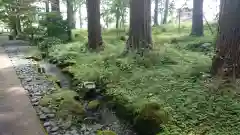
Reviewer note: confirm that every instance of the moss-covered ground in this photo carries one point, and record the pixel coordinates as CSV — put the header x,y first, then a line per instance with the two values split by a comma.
x,y
174,75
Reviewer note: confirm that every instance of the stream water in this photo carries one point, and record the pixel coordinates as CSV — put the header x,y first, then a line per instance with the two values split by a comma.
x,y
103,118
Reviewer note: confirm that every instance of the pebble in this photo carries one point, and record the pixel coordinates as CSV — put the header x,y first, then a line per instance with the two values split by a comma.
x,y
37,86
38,94
51,115
45,110
74,132
54,129
29,79
34,100
43,117
46,124
35,104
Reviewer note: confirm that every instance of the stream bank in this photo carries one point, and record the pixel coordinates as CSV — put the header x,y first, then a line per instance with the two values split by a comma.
x,y
38,86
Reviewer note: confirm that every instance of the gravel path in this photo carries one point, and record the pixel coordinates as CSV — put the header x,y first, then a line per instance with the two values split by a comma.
x,y
36,85
17,116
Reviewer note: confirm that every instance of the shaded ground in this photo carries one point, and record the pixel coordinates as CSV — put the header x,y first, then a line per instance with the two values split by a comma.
x,y
17,116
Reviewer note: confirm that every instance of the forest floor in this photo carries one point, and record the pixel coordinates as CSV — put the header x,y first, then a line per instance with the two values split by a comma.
x,y
17,116
175,75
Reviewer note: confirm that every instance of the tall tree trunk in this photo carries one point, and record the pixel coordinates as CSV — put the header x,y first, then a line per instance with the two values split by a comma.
x,y
166,12
117,14
70,14
140,36
226,62
156,13
197,18
47,5
80,16
70,18
94,26
55,5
------------------------
_Do this_
The records above are to be reproduced exactly; the pictures are to be left out.

_Reply to the exercise_
Reviewer note: confirm that every instance of the moss-covered ground in this photo carries one point, and record the pixel coordinates as CSV — put the header x,y first, then a line per instance with the two values split by a comma.
x,y
174,75
Reviewer note: confirm that every instance of the stream water in this photo carries one point, and record the pixel coordinates as CSV — put the header x,y first, then a line per instance with the two values split by a comma.
x,y
103,118
Reviewer note: confirm that every instance of the pebble in this photo carries one point, and record the pixel coordinates as CSV — put the header x,y first, then a line per instance with the two values split by a comma.
x,y
37,86
38,94
51,115
45,110
74,132
54,129
29,79
34,100
43,117
46,124
35,104
Reviewer note: confirm that every instance of the stream bank in this photo carries one point, and record the pixel coordinates as CSV — put the header x,y first, then a line per instance with the two values split by a comma.
x,y
38,86
Reviewer note: confirm that every instance of the gravel path in this photo carries one point, and record the pixel coordinates as CSV — put the header x,y first, then a line per instance with the two values split by a comma.
x,y
36,85
17,116
Reviewer note: confirm that every instance of the shaded ground in this photo carries one point, and record the pixel coordinates as CSV — put the header x,y first, then a line per instance with the two values split by a comma.
x,y
17,116
Reviewer note: confirm that every instance of the forest floor in this photo carries one point, and record the pixel coordinates as CSV — put the header x,y first, then a line per instance with the two values split by a comma.
x,y
17,116
175,75
Reviewer note: confirm that every instance of the tall tree trunk in this photo carries one point, and record the pixel coordinates as CSV — put the header x,y first, then a line per instance with the two values split by a comma.
x,y
166,12
117,14
70,14
140,36
226,62
156,13
197,18
47,5
80,16
70,18
94,26
55,5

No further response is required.